▸ Extracted text:
-- begin --

31st. Sunday Year B
(Deuteronomy
6:2-6; Hebrews 7: 23-28; Mark 12: 28-34)
Catholics
and Christians generally today are not wholly at ease with the words of Our
Lord:
The first of all the
commandments is: 'Hear, O Israel, the LORD our God, the LORD is one. And you shall love the LORD your God with all
your heart, with all your soul, with all your mind, and with all your strength.'
This is the first commandment.
Many
religious-minded people today who, while not declaring themselves to be
Christians, nevertheless like to think of themselves as ‘morally acceptable’
people, are not truly at ease with those words I say, because those words of
Our Blessed Lord are far too God-centred for them. The Jesus they vaguely remember and the Christians
they like to think of are known for doing ‘good’ to people, speaking ‘nicely’ to
them, supporting social efforts for popular charities, all positive ways of ‘doing
good’ … and all of which they approve because the ‘good’ they show forth is a
popular good; the kindness, the niceness they manifest is always pleasing and somewhat
emotional. Oh, how a weeping woman or beaming
child are sought after to ensure that such deeds can be appreciated and praised by all!
Our
Blessed Lord’s words however speak of One Who is above us and this world … He
is not to be found in it, not that is, unless you are a very religious person: perhaps one of those
Catholics who go to Mass on Sundays and can even be found, at times, holding beads
and whispering something to themselves That God has to be worshipped and
prayed to, even though time spent in prayer is generally regarded by ‘normal, not
very religious people’ as time wasted, a time in which opportunities for ‘proper’
work for others is squandered. Indeed, some
even seem to entertain the suspicion that such prayer is basically selfish, a reprehensible
exercise in spiritual self-seeking.
In
our second reading we heard mention of the words ‘High Priest’ with regard to
Jesus; and how alien those words seem to those moderately-minded people who
have only vague memories of Jesus and Christianity being centred on doing ‘good’
and being ‘nice’!
Therefore, holy brethren,
partakers of the heavenly calling, consider the Apostle and High Priest of our
confession, Christ Jesus, Who was faithful to Him Who appointed Him. (Hebrews
3:1-2)

-- end --

▸ Entries:
-- begin --

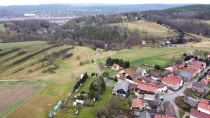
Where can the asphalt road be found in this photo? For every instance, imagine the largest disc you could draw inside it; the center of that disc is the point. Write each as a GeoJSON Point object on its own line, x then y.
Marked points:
{"type": "Point", "coordinates": [95, 61]}
{"type": "Point", "coordinates": [172, 96]}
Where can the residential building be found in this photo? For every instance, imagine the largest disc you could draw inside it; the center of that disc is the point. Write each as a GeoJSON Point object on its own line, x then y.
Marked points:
{"type": "Point", "coordinates": [115, 67]}
{"type": "Point", "coordinates": [146, 88]}
{"type": "Point", "coordinates": [197, 114]}
{"type": "Point", "coordinates": [121, 88]}
{"type": "Point", "coordinates": [144, 114]}
{"type": "Point", "coordinates": [173, 81]}
{"type": "Point", "coordinates": [141, 71]}
{"type": "Point", "coordinates": [198, 87]}
{"type": "Point", "coordinates": [208, 76]}
{"type": "Point", "coordinates": [204, 106]}
{"type": "Point", "coordinates": [162, 116]}
{"type": "Point", "coordinates": [155, 75]}
{"type": "Point", "coordinates": [169, 111]}
{"type": "Point", "coordinates": [192, 72]}
{"type": "Point", "coordinates": [161, 88]}
{"type": "Point", "coordinates": [166, 72]}
{"type": "Point", "coordinates": [137, 104]}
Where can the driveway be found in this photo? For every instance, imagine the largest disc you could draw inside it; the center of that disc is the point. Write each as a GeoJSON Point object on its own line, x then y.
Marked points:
{"type": "Point", "coordinates": [172, 96]}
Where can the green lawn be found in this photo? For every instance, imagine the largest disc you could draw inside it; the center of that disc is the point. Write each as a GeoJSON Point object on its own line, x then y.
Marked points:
{"type": "Point", "coordinates": [2, 28]}
{"type": "Point", "coordinates": [18, 44]}
{"type": "Point", "coordinates": [37, 85]}
{"type": "Point", "coordinates": [90, 111]}
{"type": "Point", "coordinates": [181, 113]}
{"type": "Point", "coordinates": [160, 56]}
{"type": "Point", "coordinates": [110, 71]}
{"type": "Point", "coordinates": [86, 85]}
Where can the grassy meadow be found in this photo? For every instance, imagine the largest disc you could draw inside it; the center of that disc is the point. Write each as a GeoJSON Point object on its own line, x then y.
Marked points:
{"type": "Point", "coordinates": [56, 86]}
{"type": "Point", "coordinates": [149, 28]}
{"type": "Point", "coordinates": [2, 28]}
{"type": "Point", "coordinates": [160, 56]}
{"type": "Point", "coordinates": [19, 44]}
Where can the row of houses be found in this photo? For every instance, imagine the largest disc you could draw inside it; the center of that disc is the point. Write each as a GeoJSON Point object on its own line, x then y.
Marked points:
{"type": "Point", "coordinates": [157, 83]}
{"type": "Point", "coordinates": [203, 110]}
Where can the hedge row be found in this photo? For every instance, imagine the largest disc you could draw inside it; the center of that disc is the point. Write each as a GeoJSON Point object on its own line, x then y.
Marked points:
{"type": "Point", "coordinates": [7, 52]}
{"type": "Point", "coordinates": [33, 54]}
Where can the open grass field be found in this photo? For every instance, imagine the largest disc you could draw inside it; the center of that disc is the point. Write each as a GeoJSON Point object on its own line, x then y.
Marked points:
{"type": "Point", "coordinates": [149, 28]}
{"type": "Point", "coordinates": [14, 94]}
{"type": "Point", "coordinates": [56, 85]}
{"type": "Point", "coordinates": [160, 56]}
{"type": "Point", "coordinates": [2, 28]}
{"type": "Point", "coordinates": [19, 44]}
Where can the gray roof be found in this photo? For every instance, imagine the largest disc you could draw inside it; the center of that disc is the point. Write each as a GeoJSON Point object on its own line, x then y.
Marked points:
{"type": "Point", "coordinates": [121, 85]}
{"type": "Point", "coordinates": [198, 85]}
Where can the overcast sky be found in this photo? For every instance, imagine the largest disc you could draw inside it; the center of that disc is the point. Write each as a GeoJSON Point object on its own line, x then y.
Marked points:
{"type": "Point", "coordinates": [35, 2]}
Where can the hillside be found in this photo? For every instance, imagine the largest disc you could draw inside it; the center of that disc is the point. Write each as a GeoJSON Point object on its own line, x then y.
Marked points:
{"type": "Point", "coordinates": [146, 28]}
{"type": "Point", "coordinates": [51, 70]}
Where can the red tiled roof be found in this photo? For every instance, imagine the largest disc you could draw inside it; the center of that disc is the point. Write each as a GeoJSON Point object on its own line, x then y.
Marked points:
{"type": "Point", "coordinates": [162, 116]}
{"type": "Point", "coordinates": [115, 65]}
{"type": "Point", "coordinates": [188, 70]}
{"type": "Point", "coordinates": [182, 65]}
{"type": "Point", "coordinates": [196, 66]}
{"type": "Point", "coordinates": [171, 79]}
{"type": "Point", "coordinates": [198, 114]}
{"type": "Point", "coordinates": [130, 72]}
{"type": "Point", "coordinates": [204, 104]}
{"type": "Point", "coordinates": [137, 103]}
{"type": "Point", "coordinates": [146, 87]}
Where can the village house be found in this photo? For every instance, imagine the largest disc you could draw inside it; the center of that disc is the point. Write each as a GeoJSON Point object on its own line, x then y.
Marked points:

-- end --

▸ Instruction A:
Please repeat the homily word for word from "31st. Sunday Year" up to and including "the first commandment.".
▸ Instruction B:
List every Bible passage the homily cites by book, chapter and verse.
The listing is material separate from the homily.

▸ Final result A:
31st. Sunday Year B
(Deuteronomy
6:2-6; Hebrews 7: 23-28; Mark 12: 28-34)
Catholics
and Christians generally today are not wholly at ease with the words of Our
Lord:
The first of all the
commandments is: 'Hear, O Israel, the LORD our God, the LORD is one. And you shall love the LORD your God with all
your heart, with all your soul, with all your mind, and with all your strength.'
This is the first commandment.

▸ Final result B:
Deuteronomy 6:2-6
Hebrews 7:23-28
Mark 12:28-34
Hebrews 3:1-2